▸ **Exercise brief**
Report how many lines of the records below contain the string "pocket", with case counting. Give only the number.

(Records from a collection)

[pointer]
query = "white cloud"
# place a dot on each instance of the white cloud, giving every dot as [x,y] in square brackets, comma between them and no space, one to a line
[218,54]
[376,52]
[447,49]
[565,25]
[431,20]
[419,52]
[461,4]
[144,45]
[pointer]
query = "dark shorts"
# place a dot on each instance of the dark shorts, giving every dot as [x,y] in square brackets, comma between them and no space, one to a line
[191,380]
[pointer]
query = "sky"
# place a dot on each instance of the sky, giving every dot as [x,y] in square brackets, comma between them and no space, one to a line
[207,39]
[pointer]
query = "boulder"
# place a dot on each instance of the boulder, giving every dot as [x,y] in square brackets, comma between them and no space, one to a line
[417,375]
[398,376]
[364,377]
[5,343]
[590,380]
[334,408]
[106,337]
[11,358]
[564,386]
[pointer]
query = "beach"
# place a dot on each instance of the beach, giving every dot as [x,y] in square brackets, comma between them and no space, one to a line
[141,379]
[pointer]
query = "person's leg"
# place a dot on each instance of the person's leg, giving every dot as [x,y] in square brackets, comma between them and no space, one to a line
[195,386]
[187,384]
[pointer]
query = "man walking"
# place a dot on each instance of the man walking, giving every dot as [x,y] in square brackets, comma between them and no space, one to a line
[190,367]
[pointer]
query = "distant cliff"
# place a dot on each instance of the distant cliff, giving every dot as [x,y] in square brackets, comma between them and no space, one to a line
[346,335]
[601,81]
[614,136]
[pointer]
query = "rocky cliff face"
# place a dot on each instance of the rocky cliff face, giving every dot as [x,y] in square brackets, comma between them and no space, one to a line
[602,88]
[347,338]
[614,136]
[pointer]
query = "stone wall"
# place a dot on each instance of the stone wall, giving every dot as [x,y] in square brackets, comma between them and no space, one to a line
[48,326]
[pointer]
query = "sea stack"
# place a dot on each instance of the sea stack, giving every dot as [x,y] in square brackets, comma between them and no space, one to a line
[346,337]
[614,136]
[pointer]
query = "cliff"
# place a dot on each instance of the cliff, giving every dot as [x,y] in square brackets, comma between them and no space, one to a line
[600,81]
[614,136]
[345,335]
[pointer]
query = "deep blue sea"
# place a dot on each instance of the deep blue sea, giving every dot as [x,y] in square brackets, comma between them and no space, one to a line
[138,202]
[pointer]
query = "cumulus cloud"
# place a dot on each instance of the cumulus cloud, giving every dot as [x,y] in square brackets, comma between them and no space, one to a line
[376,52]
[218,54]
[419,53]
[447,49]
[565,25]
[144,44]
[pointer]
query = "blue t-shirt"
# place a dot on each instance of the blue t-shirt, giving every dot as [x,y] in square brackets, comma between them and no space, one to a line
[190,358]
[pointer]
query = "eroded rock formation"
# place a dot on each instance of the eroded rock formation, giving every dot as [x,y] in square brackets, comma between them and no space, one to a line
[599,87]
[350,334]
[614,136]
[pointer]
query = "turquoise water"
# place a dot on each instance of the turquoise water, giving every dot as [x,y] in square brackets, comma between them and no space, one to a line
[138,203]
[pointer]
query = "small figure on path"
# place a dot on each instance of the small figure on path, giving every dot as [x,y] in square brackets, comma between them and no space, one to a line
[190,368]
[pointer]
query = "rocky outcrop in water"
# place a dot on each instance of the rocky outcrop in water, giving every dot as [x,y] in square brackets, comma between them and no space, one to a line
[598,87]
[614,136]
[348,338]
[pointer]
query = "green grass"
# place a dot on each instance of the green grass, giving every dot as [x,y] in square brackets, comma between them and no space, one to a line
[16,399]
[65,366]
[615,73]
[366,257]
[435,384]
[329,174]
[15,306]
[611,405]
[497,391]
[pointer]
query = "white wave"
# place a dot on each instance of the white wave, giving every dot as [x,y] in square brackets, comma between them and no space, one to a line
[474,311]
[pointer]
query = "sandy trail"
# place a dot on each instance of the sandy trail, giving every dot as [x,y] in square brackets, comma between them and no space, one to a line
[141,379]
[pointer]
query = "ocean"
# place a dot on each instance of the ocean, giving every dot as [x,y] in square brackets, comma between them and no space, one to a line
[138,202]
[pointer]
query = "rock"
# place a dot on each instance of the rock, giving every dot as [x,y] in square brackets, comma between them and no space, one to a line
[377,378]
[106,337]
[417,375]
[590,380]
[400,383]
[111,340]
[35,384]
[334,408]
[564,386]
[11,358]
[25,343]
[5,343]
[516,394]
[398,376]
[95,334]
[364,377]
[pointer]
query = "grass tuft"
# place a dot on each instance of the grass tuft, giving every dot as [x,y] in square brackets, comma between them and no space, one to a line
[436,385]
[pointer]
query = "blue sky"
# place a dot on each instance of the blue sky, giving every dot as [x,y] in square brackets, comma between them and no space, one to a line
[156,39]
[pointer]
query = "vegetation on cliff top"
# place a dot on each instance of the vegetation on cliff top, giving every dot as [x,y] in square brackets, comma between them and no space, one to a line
...
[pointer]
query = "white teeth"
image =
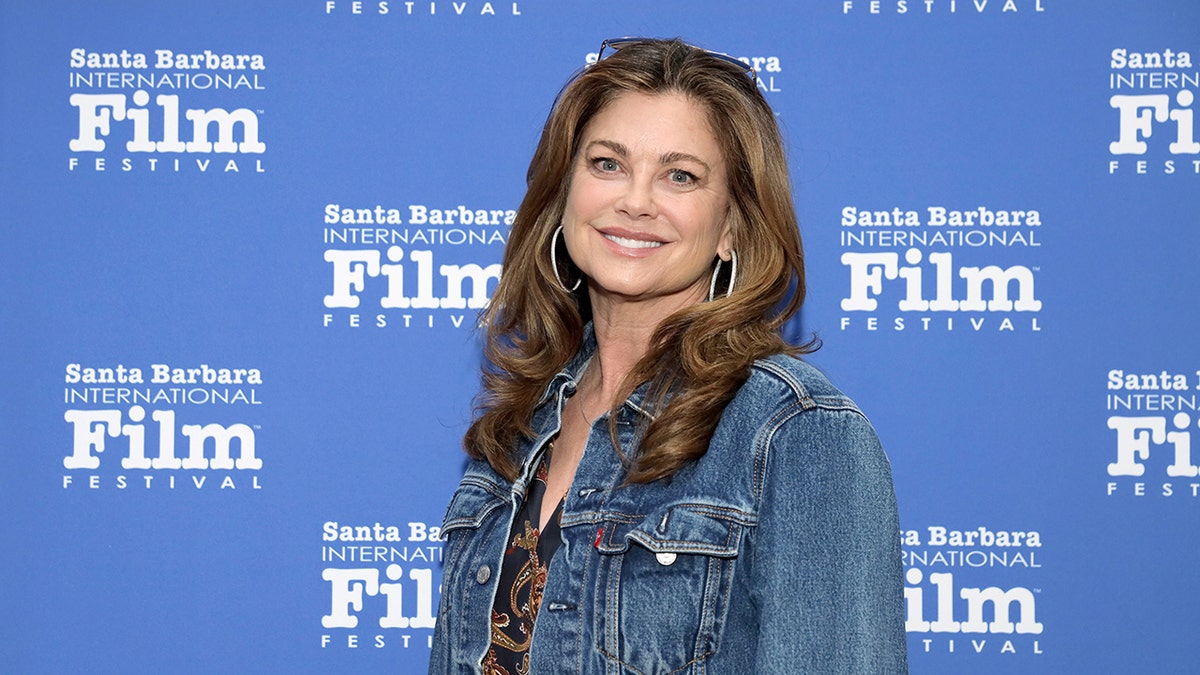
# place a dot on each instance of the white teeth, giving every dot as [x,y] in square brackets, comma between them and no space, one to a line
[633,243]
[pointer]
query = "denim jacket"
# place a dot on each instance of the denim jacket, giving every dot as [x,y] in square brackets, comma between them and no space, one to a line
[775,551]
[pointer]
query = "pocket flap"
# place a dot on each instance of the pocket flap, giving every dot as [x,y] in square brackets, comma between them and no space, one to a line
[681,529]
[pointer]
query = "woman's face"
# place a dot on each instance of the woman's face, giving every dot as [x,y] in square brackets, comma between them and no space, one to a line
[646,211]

▸ **Task result**
2